GIVEN PASSAGE:
Posted: **Mon Feb 02, 2015 2:43 pm**

by **Madison Davis 3F**

For 13.3 , The solutions manual says to multiply the oxidation and reduction half-reactions by appropriate factors that will result in the same # of electrons in both half reactions. I guess I'm just kind of confused with how to do this/ why you have to do this?

Thanks for the help!

### Re: 13.3 a Multiplying by appropriate factors

Posted: **Mon Feb 02, 2015 3:44 pm**

by **Chem_Mod**

Hello.

When you combine the half reactions to get the overall reactions, the electrons in the half reactions will have to cancel out, just like Hess's Law.

For example, if you have:

Reduction: 5e− + 8H+ + MnO4- →Mn2+ + 4H2O

Oxidation: 2I−→I2+2e−

You will need to multiply the bottom equation by a factor of 5 and the top by a factor of two. This way, there will be 10 electrons in each half reaction, and when you add the reactions you will end up with

10I−+16H++2MnO4-→5I2+2Mn2++8H2O without any electrons in the overall equation.

COLLECTED MATERIAL:
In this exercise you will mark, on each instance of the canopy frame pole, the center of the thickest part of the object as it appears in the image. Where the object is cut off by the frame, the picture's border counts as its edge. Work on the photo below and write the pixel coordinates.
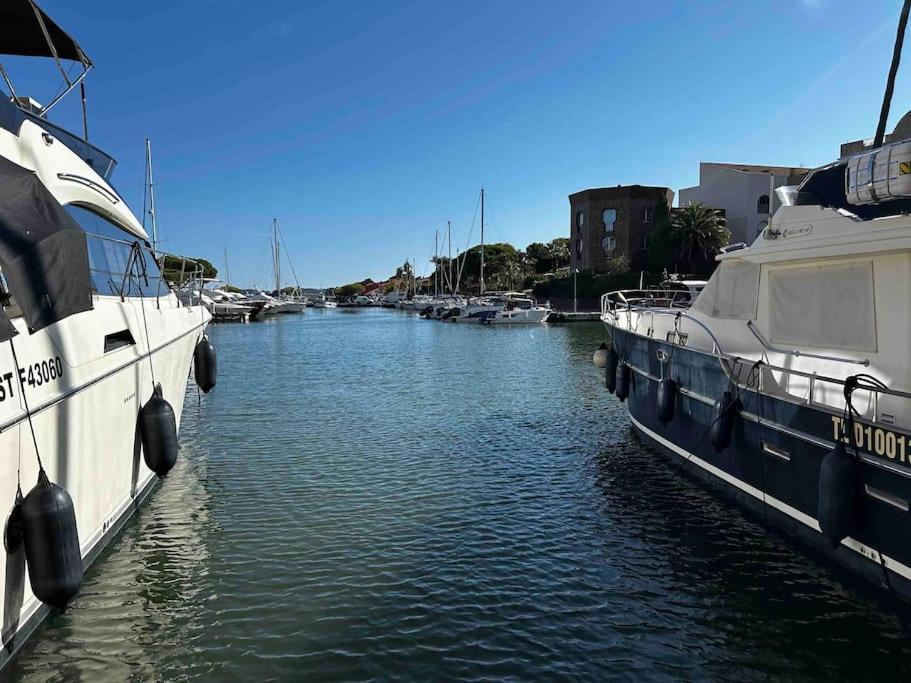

DIRECTION A:
Please decide whether each statement agrees with the half-reactions thread, answering yes or no and quoting the deciding words: (i) in the example, the reduction half-reaction is multiplied by a factor of two; (ii) after multiplying, each half reaction has 5 electrons; (iii) the overall equation still contains electrons.
DIRECTION B:
Write the next part of the half-reactions thread, starting after its last sentence.
The lines that come after the half-reactions thread aren't needed here.

TASK RESPONSE A:
(i) Yes: "the top by a factor of two"
(ii) No: "there will be 10 electrons in each half reaction"
(iii) No: "without any electrons in the overall equation"

TASK RESPONSE B:
In the future please copy the question from the book onto your post so that those without a book on them can respond.

### Re: 13.3 a Multiplying by appropriate factors

Posted: **Tue Feb 03, 2015 12:03 am**

by **Alexandra Keir 3H**

Are there any instances where the electrons do not cancel out? Where we are given a reaction with an excess of electrons on either the reactant or product side (not in terms of half reactions)?

### Re: 13.3 a Multiplying by appropriate factors

Posted: **Tue Feb 10, 2015 12:19 am**

by **Justin Le 2I**

I don't think so because in redox reactions, the substance that is being oxidized is transferring electrons to the substance that is being reduced. There are no e- just lying around.